===== Recorded data

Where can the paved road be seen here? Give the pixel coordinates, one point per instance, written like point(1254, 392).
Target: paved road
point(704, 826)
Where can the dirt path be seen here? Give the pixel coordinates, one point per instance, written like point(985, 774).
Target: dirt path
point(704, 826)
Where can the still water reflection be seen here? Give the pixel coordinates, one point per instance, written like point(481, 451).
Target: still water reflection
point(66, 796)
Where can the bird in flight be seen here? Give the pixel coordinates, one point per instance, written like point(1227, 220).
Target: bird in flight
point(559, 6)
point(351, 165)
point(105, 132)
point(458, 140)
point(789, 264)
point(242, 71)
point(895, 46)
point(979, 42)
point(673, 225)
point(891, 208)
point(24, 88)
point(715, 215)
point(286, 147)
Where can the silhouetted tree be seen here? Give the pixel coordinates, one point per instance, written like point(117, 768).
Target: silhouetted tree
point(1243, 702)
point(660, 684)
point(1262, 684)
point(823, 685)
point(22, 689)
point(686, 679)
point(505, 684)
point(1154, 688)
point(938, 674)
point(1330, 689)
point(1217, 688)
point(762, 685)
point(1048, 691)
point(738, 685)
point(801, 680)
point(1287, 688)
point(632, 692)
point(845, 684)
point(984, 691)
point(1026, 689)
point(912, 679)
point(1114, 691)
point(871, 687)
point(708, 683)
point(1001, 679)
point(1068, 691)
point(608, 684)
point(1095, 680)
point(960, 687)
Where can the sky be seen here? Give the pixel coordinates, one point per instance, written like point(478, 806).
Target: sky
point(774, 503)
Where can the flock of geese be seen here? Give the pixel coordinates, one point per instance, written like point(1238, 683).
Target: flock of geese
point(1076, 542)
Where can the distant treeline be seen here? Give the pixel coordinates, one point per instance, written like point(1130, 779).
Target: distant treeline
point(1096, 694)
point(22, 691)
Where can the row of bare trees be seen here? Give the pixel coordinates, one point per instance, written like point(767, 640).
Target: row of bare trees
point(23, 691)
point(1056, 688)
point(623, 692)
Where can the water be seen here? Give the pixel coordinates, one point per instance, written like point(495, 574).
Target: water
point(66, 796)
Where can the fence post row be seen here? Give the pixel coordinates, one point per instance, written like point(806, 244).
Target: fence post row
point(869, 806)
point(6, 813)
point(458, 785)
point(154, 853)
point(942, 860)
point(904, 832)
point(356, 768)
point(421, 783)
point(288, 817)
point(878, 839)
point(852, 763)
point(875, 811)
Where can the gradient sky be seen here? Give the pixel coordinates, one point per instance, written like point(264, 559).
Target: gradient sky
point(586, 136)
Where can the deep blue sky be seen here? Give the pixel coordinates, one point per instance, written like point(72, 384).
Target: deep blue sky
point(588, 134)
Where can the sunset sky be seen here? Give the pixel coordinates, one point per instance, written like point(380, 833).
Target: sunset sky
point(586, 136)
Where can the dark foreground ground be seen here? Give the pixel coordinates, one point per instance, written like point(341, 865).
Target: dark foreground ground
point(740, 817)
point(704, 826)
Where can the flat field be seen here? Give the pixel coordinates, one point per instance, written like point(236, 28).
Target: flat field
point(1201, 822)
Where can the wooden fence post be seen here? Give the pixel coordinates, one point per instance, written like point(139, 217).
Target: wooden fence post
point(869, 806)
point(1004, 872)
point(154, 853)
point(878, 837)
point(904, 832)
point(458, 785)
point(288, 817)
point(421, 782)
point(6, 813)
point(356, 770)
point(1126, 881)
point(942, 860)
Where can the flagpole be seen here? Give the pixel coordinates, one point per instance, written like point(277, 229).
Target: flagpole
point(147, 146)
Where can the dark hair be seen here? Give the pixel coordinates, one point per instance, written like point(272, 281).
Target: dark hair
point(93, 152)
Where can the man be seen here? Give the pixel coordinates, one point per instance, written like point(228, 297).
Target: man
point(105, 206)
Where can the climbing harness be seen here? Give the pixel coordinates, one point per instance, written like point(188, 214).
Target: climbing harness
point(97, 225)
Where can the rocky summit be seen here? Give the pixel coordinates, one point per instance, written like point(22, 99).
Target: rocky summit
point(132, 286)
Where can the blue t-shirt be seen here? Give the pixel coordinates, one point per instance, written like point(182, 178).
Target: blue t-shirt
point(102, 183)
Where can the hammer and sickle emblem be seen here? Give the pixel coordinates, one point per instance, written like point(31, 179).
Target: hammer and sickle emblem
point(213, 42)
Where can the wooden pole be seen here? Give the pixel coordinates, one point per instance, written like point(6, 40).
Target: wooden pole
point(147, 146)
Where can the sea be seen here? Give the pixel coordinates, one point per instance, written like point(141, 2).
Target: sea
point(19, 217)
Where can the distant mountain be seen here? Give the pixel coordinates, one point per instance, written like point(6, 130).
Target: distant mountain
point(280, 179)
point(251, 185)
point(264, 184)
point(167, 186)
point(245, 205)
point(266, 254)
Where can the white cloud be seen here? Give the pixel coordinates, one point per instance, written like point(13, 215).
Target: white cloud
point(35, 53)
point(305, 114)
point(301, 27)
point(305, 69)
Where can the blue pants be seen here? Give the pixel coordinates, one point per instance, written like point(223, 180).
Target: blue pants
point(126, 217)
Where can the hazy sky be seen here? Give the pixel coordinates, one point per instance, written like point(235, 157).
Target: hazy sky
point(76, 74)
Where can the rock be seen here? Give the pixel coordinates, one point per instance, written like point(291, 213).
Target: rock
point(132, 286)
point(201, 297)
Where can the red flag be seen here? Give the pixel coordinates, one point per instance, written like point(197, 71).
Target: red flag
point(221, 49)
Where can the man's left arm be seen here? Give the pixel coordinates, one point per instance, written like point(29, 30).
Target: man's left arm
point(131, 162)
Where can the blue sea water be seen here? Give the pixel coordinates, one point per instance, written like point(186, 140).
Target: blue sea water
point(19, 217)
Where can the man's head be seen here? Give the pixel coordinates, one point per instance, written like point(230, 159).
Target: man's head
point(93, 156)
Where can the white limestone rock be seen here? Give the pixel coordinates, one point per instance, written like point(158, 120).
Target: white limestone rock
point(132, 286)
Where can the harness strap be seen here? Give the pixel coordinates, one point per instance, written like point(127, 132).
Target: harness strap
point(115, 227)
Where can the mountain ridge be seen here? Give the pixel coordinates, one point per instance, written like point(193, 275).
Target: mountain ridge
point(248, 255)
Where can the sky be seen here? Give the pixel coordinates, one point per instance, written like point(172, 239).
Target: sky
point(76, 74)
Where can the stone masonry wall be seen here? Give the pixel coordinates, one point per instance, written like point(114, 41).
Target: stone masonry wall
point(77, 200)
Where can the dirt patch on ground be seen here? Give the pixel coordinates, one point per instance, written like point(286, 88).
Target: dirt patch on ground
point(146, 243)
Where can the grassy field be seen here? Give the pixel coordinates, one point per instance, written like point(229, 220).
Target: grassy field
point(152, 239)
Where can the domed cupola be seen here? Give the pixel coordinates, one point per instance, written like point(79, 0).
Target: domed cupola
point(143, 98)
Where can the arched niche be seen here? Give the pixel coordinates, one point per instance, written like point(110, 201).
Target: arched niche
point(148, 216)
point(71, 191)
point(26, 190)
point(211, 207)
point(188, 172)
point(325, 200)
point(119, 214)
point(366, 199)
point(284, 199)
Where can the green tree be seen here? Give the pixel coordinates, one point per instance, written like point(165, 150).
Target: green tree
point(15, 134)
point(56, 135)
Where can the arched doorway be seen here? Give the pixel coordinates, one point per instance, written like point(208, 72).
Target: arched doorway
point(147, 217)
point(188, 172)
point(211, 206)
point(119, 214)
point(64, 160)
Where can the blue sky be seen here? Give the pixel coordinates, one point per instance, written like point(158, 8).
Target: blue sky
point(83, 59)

==========

- **What you should do**
Please change "hammer and sickle emblem" to "red star emblem" in the items starting at the line containing "Where can the blue t-shirt" and ending at the line containing "point(213, 42)". Return only those lines, with nothing else altered.

- **Exercise result**
Where can the blue t-shirt be seen here? Give the pixel coordinates, one point per instance, written like point(182, 178).
Target: blue t-shirt
point(102, 183)
Where can the red star emblem be seen here? Give the pixel coordinates, one point per instance, written like point(31, 179).
Target: red star emblem
point(213, 42)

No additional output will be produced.